▸ **Task requirements**
Add 64 to every coordinate in the answer boxes in the rows from the one containing "locate the road." down to the one containing "(38, 156), (638, 421)", both included. Write out only those rows in full, leaving all their other text unchanged, including the sample coordinates.
----
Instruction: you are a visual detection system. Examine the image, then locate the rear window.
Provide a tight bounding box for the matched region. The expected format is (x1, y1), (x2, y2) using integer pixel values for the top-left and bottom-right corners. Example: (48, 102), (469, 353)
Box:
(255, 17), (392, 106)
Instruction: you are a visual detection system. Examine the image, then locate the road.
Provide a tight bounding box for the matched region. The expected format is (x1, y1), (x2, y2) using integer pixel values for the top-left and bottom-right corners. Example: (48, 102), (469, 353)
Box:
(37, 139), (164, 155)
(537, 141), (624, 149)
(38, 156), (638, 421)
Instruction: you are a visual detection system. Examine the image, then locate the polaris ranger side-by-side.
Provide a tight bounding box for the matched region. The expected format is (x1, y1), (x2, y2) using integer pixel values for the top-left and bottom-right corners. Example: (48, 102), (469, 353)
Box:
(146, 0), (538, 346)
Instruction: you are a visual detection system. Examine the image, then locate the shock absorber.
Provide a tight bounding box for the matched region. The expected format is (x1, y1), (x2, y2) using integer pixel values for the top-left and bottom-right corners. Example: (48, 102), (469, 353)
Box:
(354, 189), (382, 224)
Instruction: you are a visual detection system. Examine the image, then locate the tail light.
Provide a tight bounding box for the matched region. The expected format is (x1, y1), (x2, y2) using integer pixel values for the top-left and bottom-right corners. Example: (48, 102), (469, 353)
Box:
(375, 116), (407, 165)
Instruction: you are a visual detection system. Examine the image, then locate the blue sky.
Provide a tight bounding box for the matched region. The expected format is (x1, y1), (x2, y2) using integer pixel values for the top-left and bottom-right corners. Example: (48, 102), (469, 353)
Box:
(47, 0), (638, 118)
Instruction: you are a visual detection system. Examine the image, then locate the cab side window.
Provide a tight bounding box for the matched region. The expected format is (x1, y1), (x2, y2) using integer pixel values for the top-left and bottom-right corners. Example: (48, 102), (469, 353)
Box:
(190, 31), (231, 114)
----
▸ **Exercise solution**
Instruction: you are a visual detection system. Examine the image, then locate the road.
Provide a tight bounding box for the matched region. The expected format is (x1, y1), (x2, y2) using integer pixel values for the top-left and bottom-right corners. Example: (48, 102), (469, 353)
Box:
(101, 203), (228, 219)
(601, 205), (688, 213)
(102, 220), (702, 485)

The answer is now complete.